▶
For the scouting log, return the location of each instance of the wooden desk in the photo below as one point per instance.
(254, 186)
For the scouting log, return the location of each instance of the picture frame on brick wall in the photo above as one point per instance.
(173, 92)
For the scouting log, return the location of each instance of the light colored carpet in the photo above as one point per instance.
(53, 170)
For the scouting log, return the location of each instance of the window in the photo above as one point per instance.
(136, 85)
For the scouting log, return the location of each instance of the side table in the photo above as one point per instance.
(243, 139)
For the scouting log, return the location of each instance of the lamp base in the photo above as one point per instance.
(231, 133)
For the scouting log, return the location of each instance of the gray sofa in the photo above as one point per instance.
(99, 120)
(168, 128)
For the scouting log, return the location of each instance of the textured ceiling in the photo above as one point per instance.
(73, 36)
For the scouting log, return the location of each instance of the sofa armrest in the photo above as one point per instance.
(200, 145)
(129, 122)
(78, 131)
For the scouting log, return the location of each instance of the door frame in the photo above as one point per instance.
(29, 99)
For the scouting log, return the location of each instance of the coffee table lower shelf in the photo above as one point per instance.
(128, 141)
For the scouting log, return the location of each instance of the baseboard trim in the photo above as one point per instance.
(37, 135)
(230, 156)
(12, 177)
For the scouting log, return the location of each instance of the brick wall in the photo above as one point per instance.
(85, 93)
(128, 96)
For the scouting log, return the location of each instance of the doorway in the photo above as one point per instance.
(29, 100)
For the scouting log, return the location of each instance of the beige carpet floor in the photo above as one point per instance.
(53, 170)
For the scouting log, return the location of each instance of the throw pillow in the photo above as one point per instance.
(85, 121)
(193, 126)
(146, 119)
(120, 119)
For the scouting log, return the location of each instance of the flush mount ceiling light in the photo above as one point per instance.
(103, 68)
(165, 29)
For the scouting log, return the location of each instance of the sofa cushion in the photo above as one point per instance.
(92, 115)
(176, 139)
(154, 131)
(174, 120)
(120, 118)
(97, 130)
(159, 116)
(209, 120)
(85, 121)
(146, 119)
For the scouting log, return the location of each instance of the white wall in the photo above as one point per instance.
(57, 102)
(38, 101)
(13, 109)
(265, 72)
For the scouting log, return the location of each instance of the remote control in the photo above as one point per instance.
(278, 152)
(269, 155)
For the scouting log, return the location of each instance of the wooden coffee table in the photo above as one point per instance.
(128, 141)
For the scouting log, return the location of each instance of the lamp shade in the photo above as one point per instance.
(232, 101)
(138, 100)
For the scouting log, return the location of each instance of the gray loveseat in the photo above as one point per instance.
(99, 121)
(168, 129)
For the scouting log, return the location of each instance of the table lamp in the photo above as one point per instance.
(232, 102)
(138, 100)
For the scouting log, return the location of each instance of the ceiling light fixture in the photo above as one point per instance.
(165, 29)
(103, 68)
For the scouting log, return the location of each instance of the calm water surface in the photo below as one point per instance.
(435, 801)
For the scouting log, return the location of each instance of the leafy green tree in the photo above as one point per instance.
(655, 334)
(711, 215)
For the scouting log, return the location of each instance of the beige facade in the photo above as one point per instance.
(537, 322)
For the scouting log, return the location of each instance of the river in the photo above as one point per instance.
◀
> _EXERCISE TASK_
Please rescale the part that opens with the line containing "of the white" and closes with the last line of the items, both ends included. Give every line again, requests unchanged, with each point coordinate in the answers multiplied by 1.7 and rounded to a whole number, halves rounded up.

> _FINAL RESULT_
For the scouting log, return the location of each instance of the white wall in the photo above as one point per instance.
(97, 173)
(65, 172)
(22, 185)
(451, 122)
For the scouting log, return the location of each instance of the remote control in the photo above as one point per instance.
(473, 258)
(457, 264)
For the scouting log, return the location of each instance of the wooden coffee table in the photo above as one point per instance.
(218, 240)
For the scouting log, return the location of each instance of the lamp shade in the photo above as one point per instance.
(394, 172)
(235, 170)
For the scouting log, return the location of each instance of the gray loveseat in the photo above as one point per instance.
(168, 206)
(286, 219)
For the scouting log, return the location of each instance of the table lamp in the photo above as one point per instance.
(394, 173)
(235, 170)
For the scouting log, return the location of each instance of the ceiling light fixture in the photo above as one point per instance.
(281, 49)
(175, 116)
For the scouting log, return the location of each instance of the calm water surface in the photo below as one point per instance.
(740, 1362)
For the scouting log, return the location of each instance of the leafy green tree in the photo above as one point per instance.
(1114, 568)
(1209, 366)
For the scouting log, return the location of each instance of the beige facade in the photo above as one point per instance.
(913, 547)
For the scouting log, return the location of each instance of the river in the photo above as one point per instance.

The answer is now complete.